Please write out the rows from the beginning through the line holding "box: [1976, 475, 2352, 1262]", inclusive, swapping "rough mask" for "coarse mask" and keeping everything else unchanged.

* Dataset excerpts *
*** Begin section ***
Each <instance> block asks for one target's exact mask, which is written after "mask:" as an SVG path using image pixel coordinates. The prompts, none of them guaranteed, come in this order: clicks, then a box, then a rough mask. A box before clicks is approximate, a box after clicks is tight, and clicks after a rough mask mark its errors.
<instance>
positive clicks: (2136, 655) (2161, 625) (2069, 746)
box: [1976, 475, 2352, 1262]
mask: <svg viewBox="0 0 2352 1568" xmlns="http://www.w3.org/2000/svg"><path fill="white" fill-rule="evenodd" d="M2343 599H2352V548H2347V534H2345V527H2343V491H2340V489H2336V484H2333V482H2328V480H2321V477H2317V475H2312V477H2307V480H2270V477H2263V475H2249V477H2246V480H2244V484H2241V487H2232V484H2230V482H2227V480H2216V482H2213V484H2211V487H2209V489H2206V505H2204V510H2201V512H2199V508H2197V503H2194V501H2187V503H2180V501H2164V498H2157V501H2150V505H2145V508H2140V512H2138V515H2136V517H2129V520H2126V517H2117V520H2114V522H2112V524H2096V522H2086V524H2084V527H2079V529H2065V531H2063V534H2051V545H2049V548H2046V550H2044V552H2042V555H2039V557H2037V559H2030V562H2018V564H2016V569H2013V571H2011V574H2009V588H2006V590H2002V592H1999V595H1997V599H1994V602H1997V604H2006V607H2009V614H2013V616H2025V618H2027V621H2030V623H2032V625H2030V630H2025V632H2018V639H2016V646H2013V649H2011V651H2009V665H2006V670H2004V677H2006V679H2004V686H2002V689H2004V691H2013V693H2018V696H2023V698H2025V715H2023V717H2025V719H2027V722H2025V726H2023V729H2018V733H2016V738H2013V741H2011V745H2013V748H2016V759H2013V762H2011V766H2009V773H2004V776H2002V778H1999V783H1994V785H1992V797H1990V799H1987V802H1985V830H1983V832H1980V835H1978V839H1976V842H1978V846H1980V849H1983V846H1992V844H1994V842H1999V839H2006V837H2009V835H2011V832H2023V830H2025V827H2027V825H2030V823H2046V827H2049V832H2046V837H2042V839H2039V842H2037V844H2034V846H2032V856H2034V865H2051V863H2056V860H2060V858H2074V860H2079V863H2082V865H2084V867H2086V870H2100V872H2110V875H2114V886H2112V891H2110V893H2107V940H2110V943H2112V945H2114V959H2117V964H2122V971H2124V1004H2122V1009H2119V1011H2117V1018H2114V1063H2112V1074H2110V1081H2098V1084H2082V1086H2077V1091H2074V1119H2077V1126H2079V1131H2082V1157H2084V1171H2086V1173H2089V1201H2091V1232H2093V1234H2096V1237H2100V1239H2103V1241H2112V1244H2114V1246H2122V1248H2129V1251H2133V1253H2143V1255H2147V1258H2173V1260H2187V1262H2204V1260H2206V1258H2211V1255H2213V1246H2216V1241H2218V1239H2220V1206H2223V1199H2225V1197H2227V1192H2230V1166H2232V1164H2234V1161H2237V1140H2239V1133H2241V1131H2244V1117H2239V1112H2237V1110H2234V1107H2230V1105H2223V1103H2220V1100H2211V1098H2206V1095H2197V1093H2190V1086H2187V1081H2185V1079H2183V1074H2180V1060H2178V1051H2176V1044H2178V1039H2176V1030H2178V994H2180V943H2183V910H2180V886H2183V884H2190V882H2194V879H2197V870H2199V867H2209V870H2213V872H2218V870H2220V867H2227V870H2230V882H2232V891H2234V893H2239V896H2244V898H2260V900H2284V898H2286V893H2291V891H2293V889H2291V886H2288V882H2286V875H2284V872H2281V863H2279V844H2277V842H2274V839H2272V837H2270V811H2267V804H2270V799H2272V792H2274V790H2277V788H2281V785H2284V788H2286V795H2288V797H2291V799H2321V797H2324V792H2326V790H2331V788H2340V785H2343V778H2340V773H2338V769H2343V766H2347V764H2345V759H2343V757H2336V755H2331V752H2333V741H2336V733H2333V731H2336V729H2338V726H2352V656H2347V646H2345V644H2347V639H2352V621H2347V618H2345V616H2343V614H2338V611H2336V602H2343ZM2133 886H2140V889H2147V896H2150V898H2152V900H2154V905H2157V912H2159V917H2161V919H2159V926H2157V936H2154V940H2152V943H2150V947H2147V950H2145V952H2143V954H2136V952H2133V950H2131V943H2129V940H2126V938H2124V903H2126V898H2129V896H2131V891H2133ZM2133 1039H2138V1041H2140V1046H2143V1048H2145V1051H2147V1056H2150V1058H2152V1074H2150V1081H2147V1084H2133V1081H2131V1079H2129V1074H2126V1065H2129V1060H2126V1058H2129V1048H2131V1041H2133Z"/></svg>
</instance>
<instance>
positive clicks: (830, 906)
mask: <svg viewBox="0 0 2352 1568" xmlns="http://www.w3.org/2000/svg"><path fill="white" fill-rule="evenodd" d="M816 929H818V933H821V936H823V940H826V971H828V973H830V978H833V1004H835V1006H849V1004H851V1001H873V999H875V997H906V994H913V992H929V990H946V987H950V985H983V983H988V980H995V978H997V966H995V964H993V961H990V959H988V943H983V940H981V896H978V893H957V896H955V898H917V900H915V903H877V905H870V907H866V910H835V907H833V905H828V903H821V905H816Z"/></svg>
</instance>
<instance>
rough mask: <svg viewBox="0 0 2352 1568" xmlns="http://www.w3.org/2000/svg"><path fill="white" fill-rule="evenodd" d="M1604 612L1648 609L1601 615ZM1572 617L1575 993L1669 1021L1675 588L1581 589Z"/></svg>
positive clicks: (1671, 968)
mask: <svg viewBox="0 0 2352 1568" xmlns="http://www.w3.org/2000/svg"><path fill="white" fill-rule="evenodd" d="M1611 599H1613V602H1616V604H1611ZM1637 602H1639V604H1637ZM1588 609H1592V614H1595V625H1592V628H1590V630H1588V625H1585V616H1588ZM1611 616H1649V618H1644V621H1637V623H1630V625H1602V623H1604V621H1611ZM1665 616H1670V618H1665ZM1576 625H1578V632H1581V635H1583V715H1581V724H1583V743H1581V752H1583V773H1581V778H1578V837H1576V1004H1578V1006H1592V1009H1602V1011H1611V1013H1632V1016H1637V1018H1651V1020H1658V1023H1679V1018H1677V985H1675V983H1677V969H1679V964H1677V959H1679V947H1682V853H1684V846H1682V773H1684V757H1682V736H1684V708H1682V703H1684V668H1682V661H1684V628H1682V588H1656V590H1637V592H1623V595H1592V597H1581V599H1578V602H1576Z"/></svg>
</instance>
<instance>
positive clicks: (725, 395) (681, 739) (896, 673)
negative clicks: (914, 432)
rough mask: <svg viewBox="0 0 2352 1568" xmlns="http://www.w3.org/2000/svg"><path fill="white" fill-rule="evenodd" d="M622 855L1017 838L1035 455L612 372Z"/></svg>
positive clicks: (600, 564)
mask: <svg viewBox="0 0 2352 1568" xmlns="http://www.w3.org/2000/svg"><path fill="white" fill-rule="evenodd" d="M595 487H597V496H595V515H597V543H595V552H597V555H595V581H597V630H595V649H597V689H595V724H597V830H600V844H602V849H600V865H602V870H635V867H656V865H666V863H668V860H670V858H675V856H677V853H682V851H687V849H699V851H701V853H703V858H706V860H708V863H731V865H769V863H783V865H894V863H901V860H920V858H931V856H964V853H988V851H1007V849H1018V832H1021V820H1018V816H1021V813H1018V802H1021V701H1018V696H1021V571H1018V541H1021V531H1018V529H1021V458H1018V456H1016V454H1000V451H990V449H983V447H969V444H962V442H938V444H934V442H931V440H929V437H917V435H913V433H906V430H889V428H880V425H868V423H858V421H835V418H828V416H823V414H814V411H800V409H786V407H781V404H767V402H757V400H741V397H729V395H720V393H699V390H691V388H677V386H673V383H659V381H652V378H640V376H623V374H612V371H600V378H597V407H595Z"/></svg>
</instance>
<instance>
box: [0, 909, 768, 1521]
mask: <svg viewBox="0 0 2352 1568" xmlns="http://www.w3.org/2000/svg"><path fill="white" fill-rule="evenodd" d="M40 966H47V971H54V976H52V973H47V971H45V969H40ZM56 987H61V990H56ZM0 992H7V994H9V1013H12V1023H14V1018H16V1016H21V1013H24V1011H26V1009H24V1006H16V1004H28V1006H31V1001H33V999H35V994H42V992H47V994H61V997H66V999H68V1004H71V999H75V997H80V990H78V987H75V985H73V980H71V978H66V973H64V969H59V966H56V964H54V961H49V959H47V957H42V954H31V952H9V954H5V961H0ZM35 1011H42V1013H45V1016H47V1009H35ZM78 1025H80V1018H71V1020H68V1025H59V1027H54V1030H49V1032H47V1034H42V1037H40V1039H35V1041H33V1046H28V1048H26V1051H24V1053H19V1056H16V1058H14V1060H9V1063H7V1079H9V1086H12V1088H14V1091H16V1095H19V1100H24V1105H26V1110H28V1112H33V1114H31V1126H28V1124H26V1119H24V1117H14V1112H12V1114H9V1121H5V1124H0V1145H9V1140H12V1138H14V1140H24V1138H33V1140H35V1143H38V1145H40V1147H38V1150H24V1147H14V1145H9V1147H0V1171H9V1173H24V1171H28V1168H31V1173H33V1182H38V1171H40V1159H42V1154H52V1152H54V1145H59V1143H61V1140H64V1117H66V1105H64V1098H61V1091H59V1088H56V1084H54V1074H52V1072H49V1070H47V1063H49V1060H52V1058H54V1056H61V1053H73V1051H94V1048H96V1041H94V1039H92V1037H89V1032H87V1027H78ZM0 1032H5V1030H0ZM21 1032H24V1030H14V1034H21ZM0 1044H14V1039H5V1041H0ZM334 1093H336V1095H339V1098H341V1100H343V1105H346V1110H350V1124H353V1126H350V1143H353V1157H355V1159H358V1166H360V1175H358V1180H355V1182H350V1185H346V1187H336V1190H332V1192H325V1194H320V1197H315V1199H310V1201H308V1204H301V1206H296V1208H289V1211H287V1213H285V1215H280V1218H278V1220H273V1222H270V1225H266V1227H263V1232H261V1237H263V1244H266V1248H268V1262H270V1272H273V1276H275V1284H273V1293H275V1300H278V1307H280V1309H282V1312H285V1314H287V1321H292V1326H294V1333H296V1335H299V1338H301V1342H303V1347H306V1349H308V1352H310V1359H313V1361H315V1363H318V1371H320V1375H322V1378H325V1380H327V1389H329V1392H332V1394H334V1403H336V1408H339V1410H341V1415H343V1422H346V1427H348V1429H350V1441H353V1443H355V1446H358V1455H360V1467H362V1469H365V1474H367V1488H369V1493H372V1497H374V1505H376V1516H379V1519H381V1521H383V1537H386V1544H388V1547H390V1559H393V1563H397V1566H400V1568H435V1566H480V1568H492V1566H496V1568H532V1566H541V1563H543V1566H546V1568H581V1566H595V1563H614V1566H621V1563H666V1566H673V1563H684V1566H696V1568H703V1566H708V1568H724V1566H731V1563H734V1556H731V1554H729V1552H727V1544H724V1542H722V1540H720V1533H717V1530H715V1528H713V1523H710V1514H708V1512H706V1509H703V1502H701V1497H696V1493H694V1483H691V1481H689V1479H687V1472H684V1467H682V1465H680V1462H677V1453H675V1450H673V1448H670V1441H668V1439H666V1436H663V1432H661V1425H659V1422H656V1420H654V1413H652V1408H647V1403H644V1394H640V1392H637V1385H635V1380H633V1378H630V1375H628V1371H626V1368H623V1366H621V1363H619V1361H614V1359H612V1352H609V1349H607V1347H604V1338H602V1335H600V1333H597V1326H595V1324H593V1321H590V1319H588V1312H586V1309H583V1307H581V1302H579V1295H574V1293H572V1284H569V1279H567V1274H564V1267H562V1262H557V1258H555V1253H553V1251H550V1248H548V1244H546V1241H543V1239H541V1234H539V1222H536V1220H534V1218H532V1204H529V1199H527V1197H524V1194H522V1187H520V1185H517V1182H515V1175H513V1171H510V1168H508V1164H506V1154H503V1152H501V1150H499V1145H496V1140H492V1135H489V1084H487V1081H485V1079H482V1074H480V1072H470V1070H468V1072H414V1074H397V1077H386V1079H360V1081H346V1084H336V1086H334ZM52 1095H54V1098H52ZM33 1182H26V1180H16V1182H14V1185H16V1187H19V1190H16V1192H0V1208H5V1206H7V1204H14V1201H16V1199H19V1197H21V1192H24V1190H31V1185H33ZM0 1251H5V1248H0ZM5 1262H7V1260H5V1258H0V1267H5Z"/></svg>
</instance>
*** End section ***
* Task output *
Each <instance> block asks for one target's exact mask, which is written after "mask:" as an SVG path using image pixel coordinates. The prompts, none of them guaranteed, come in this order: clicks, then a box, then a coarse mask. A box before clicks is approximate, a box after clicks is tight, and clicks after a coarse mask mark its errors.
<instance>
positive clicks: (2136, 655) (2161, 625) (2069, 746)
box: [1976, 475, 2352, 1262]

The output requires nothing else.